#### MATERIAL FOR THE TASK

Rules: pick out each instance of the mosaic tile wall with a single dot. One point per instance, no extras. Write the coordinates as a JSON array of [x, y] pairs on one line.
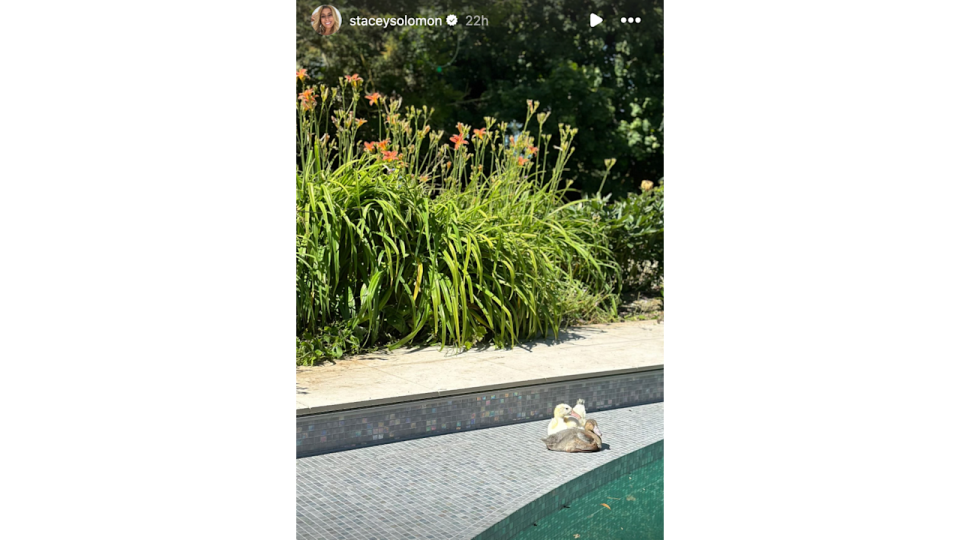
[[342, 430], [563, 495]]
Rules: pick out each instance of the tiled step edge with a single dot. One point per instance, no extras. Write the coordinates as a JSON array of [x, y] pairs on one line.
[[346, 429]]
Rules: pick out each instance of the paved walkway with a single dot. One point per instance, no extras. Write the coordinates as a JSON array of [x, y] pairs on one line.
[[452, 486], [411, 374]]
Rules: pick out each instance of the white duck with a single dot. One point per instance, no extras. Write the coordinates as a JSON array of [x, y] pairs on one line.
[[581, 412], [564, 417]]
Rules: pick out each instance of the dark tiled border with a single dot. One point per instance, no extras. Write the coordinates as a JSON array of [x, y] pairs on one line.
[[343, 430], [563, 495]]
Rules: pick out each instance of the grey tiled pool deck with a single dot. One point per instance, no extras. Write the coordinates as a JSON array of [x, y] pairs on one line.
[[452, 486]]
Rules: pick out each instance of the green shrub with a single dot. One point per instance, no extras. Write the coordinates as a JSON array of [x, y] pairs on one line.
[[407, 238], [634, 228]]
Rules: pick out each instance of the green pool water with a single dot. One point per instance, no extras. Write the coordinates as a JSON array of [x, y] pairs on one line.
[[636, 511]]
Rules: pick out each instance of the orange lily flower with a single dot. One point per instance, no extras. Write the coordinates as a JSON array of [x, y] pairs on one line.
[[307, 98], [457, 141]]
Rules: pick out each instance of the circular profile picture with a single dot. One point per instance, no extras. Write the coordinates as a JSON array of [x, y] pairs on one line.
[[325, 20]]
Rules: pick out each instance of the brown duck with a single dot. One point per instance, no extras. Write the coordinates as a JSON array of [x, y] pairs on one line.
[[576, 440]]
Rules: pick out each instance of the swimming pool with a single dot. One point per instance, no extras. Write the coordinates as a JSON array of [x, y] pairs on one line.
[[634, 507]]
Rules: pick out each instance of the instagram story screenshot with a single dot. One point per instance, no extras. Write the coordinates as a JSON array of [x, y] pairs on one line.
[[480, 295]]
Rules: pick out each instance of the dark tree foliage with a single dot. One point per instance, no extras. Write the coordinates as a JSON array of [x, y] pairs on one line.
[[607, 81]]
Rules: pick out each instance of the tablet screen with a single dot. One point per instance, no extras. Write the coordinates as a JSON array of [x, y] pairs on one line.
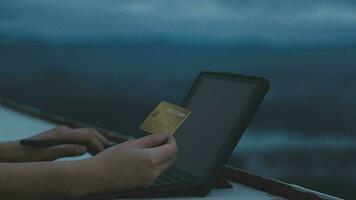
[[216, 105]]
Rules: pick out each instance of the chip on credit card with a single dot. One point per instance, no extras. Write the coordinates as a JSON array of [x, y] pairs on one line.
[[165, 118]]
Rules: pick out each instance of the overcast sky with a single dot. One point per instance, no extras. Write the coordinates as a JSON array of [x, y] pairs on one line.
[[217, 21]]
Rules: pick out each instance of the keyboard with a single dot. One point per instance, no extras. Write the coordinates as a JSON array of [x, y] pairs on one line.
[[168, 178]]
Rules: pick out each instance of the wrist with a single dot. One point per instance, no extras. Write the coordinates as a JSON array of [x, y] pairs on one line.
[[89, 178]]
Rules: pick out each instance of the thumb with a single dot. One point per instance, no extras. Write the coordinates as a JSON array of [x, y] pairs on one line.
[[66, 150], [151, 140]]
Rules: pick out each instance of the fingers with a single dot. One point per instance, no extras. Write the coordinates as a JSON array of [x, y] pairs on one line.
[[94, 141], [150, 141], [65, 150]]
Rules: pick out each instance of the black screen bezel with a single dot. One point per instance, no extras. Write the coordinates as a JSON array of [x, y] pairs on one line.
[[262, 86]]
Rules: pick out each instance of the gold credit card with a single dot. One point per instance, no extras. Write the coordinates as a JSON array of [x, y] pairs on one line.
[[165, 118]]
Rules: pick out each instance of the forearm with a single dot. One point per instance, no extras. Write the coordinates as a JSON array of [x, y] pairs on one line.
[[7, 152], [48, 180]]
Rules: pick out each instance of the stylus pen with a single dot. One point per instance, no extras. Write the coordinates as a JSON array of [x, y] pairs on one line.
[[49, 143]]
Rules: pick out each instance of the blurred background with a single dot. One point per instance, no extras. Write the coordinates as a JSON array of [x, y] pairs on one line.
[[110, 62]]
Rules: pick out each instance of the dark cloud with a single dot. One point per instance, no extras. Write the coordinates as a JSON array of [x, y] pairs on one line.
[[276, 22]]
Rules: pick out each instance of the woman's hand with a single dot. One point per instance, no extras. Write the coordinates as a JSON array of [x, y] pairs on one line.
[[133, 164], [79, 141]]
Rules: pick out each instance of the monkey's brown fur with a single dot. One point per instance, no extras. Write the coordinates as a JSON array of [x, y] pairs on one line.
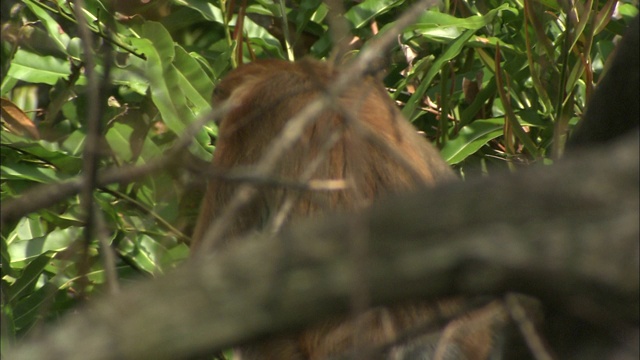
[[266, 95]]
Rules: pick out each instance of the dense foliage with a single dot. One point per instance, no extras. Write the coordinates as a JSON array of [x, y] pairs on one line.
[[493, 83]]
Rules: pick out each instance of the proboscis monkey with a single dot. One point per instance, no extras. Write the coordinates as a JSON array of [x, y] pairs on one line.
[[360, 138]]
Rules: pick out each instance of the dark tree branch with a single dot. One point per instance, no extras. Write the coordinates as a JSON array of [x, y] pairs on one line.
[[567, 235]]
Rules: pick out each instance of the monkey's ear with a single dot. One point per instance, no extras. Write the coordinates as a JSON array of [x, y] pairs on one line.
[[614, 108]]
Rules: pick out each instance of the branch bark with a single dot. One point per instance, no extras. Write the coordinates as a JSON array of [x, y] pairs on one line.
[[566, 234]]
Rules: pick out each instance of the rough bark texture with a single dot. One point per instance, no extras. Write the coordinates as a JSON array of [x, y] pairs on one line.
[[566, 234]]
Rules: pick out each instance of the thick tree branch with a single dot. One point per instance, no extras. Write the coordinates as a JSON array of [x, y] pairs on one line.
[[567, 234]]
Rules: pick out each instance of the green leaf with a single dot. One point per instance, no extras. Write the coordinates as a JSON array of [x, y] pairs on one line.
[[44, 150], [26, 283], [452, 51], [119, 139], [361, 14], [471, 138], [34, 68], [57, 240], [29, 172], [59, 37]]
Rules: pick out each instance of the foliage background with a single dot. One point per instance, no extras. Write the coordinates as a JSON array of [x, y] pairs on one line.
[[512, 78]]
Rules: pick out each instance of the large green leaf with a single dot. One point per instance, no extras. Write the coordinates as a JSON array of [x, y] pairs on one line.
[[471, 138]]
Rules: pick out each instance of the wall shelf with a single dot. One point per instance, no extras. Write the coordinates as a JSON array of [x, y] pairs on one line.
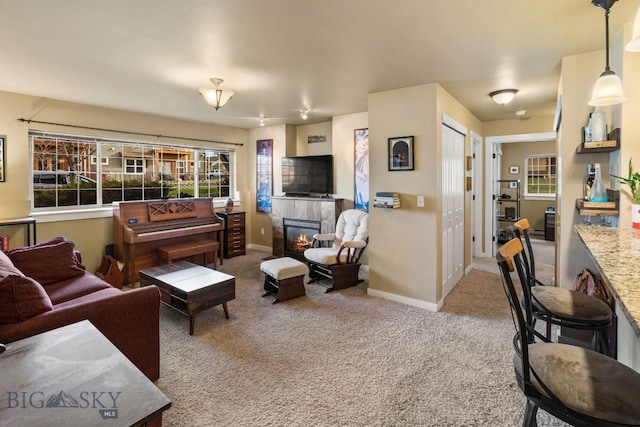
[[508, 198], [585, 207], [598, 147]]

#### AIM OF THE EXERCISE
Repeat every one of the records above word for word, in the same order. Leave the pictures out.

#### FINAL RESULT
Rules: pick out each instance of the mosaic tile wall with a single dot. One point per instance, no extras. Write the coordinates as a JSON array of [x, y] pairs on one line.
[[342, 430], [563, 495]]
Rules: pick out each instance of the tiled step edge with a single dot. One point per instance, no extras. Write the coordinates as a JSON array of [x, y] pairs on one line.
[[346, 429]]
Rules: pick out each instance of the paved walkway with a single dot. One point per instance, no extras. Write the coordinates as a JSON array of [x, y] pairs on one line.
[[452, 486], [411, 374]]
Rules: pick out each instance of the white duck with a single dot. One point per instance, no extras. Write the coordinates as a JSON array of [x, y] pairs on one line.
[[581, 412], [564, 417]]
Rules: pick out each instance of the dark tiled border with a single dot. One point per instance, no extras. Write the coordinates as a JSON array of [x, y] pairs on one line.
[[343, 430], [563, 495]]
Rules: pick out each instance of the grey tiled pool deck with a single dot. One point per instance, no extras. Write the coordinates as a JSON array of [x, y] pairs on one line.
[[452, 486]]
Rules: pick out each instance of the green shrub with a single dot. One point per instance, no extras. Write the coordinates as a JSON array of [x, y] pairs on one line.
[[407, 238], [634, 228]]
Rules: pick out each instance of the green pool water with a single dot. One point per instance, no extras. Write the coordinates as a JSON array of [x, y] pairs on one line.
[[636, 511]]
Rules: pick out each instance of the orange lily flower with a single dot. One point per instance, no extras. Write the coordinates as a JSON array of [x, y] pairs on one line.
[[307, 98], [457, 141]]
Rules: pick out each instance of the circular profile picture with a single dot. One point per instance, no extras. Write the coordinates as a JSON array of [x, y] pairs on one line.
[[325, 20]]
Rules: pick out each instance of the brown duck with a single dot. One point per instance, no extras. Write the coordinates as a JSON array of [x, y] pairs on one line.
[[576, 440]]
Rules: pick out each instance of the swimming pool with a single dot. One point per instance, no extras. Write the coordinates as a JSON array of [x, y] pairs on one line.
[[634, 507]]
Rules: pick out each instance of the instagram story screenshot with a single dot. One point per instance, no extras. Write the coordinates as a JSON array of [x, y] pairs on one line.
[[480, 295]]
Rules: pick out each instance of the dark tree foliage with a single dot. One point per instance, no extras. Write the coordinates as a JSON array of [x, y] pairs on one line.
[[607, 81]]
Rules: pick out each instance of the tablet screen with a single dot. One point per instance, no extras. Write the coordinates as a JSON array of [x, y] pairs on one line.
[[216, 105]]
Rules: pick out each instance of the chip on credit card with a single dot. One point per instance, no extras. Write the coordinates as a JSON array of [x, y] pairs on one line.
[[165, 118]]
Rules: pick out each instance of the overcast sky with a single dot. One point per instance, no extras. Write the coordinates as a JSON array of [x, y] pairs on one line.
[[217, 21]]
Rules: pick out each instance of the keyboard with a single dot. One point per instance, no extras. Write the coordinates as a JSON array of [x, y] pairs on one line.
[[168, 178]]
Rules: pick out each instance of the wrist with a single dot. One point per instance, no extras. Write the coordinates as a JSON array of [x, y] pairs on one line.
[[89, 178]]
Rules: pick out each instance of the thumb with a single dot. One point per instance, no extras. Write the coordinates as a JSON array of [x, y] pairs on one line.
[[66, 150], [151, 140]]
Rules: pick out each instance of the fingers with a single dot. One point per instance, no extras. Write the coordinates as a JSON array of [x, y] pairs on one line.
[[94, 141], [150, 141], [65, 150]]
Rules: pick out each instance of the black screen bezel with a single dot. One point per instance, no extras. Write the coordinates as a JSON array of [x, y] pairs on one line.
[[262, 86]]
Rules: pick out each instance of the gold credit card with a single dot. One point per instance, no extras. Write the coordinates as a JSON array of [x, y] pairs on one line.
[[165, 118]]
Rules: pick out each instance of the forearm with a single dot. One point per instance, no extras. Write the coordinates as a JSON array of [x, y] pairs on one line.
[[7, 152], [48, 180]]
Rules: pick out each instance of the stylus pen with a single dot. One point per instance, no extras. Write the coordinates as a JSON array of [x, y] pairs on one line.
[[49, 143]]
Rules: pick out each instance of the blurred background with a single dot. One point per instance, no extras. Write the coordinates as a JSON array of [x, y] pairs on one line.
[[110, 62]]
Rules: pick out each instance of the dark cloud with a single dot. One point per instance, no extras. Write the coordinates as a JSON array of [x, y] pairs on one line.
[[276, 22]]
Rules: pick out each instance of the woman's hand with a single dot. One point per instance, no extras. Write the coordinates as a JSON array of [x, y] pairs on one line.
[[133, 164], [79, 141]]
Rules: pick out each instance of the monkey's brown fur with a single dot. One point per instance, no extras. Write the coordinates as a JSON array of [x, y] pairs on one line.
[[266, 95]]
Rules: pick out each instance of the dense foliage with a single dot. One point per instance, no extras. Write the coordinates as a JSON array of [x, y] pairs on one line.
[[493, 83]]
Rules: pick out each instance of the proboscis monkey with a single dot. One point per instance, no extras. Write the coordinates as a JSON array of [x, y] pairs on one line.
[[360, 138]]
Rules: pick out each instance of the dark tree branch with a single dot. One point per instance, no extras. Write the coordinates as a JSON array of [x, y] pairs on one line.
[[567, 235]]
Rules: pick out each instance of the monkey's ear with a single dot. One point per instance, no extras. Write the coordinates as a JSON array of [x, y] pairs on one line.
[[614, 108]]
Rules: pick out each instance of the branch bark with a single dot. One point per instance, no extras. Write the coordinates as a JSON array of [x, y] pairs on one line.
[[566, 234]]
Rules: pick out each instance of the rough bark texture with a single dot. One point per instance, no extras. Write the coordinates as a JSON array of [x, y] pairs on one line.
[[566, 234]]
Rules: pick out each instance of the thick tree branch with a single dot. One point per instance, no extras. Write the coordinates as a JSON array of [x, y] pairs on one line.
[[567, 234]]
Rules: pick out each instance of the green leaf with a single dot. One point per instance, no extras. Write the coordinates as a JSON array of [x, y] pairs on one line.
[[44, 150], [26, 283], [452, 51], [119, 139], [361, 14], [471, 138], [34, 68], [57, 240], [29, 172], [59, 37]]
Rules: pick out each instance of the foliage background with a single dot. One point per instance, no extras. Write the coordinates as a JSON array of [x, y] pairs on one line.
[[512, 78]]
Rules: pick out each instance of the large green leaf with a single dot. One point per instance, no extras. Write the coordinates as a JSON array of [x, y] pairs on one line.
[[471, 138]]
Rules: pick out each instance of the wall shelf with a single dot. One point per instance, no extras. Write the coordinates as a JSON array of [x, y] pairs on one line.
[[508, 198], [585, 207], [598, 147]]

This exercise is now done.